▶ _PROMPT_
Please copy out the listing below word for word, keeping every line unchanged.
Start INPUT ROWS
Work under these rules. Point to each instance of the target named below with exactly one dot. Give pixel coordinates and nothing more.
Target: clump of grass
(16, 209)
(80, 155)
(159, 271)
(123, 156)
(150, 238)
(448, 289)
End INPUT ROWS
▶ _ANSWER TO THE TASK_
Work under these rules. Point to each instance of the target named below with exactly one dot. Give pixel coordinates and nothing more.
Target: clump of grass
(16, 209)
(80, 155)
(159, 271)
(123, 156)
(150, 238)
(448, 289)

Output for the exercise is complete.